**TO-DO LIST**
**1.** In the Obstacle Tower reward discussion, rewrite the passage starting at "I am wondering" and ending at "other times not.", swapping every "learning time" for "training time".
**2.** Please carry the Obstacle Tower reward discussion forward from its final sentence.

**SELECTED EXCERPT**

_____

Reward Function The Obstacle Tower is designed to be a sparse-reward environment. The environment comes with two possible configurations: a sparse and dense reward configuration. In the sparse reward configuration, a positive reward of +1 is provided only upon the agent reaching the exit stairs of a floor of the tower. In the dense reward version a positive reward of +0.1 is provided for opening doors, solving puzzles, or picking up keys. In many cases even the dense reward version of the Obstacle Tower will likely resemble the sparsity seen in previously sparse rewarding benchmarks, such as Montezuma’s Revenge (Bellemare et al. 2013). Given the sparse-reward nature of this task, we encourage researchers to develop novel intrinsic reward-based systems, such as curiosity (Pathak et al. 2017), empowerment (Mohamed and Rezende 2015), or other signals to augment the external reward signal provided by the environment.
I am wondering why this benchmark is aimed at being a sparsely rewarding environment. I ask this as my understanding right now is more that the sparse vs dense reward is actually more of a trade-off for learning time, and only that really. Sometimes we have the luxury to implement dense rewards that cut down the learning time, other times not.

_____

**DATA LINES**

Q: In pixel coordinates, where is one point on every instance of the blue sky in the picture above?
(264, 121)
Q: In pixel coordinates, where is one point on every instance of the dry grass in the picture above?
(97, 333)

_____

**ANSWERS**
**1.**
I am wondering why this benchmark is aimed at being a sparsely rewarding environment. I ask this as my understanding right now is more that the sparse vs dense reward is actually more of a trade-off for training time, and only that really. Sometimes we have the luxury to implement dense rewards that cut down the training time, other times not.

**2.**
I would actually find the reward engineering quite challenging to solve some of these tasks mentioned in the paper. Or rather, the articulation (implementation) of such a reward policy. I’ve been looking into RL for a number of years now, but I can’t say that I’ve been closely tied with the community up until this challenge, so I may be missing a bit on the intention as to why the tower has initially been setup in the direction of sparse rewards.
Could the tower not have been setup without a reward function, or rather that the reward function could be seen as more of a default?
When measuring the performance between agents, yes it makes sense that they can be measured on the same reward. However, then I stumble upon the thoughts in context of this competition, are we allowed to augment the reward function that our agent/neural net receives. As I understand it, just about anything goes - i.e I can build whatever neural net ensemble taking in any params that I feed it along with the data provided by the unity gym env. I could in fact go as far as setting up an imitation learning environment, where the rewards are not used at all. Are there any technical limits ?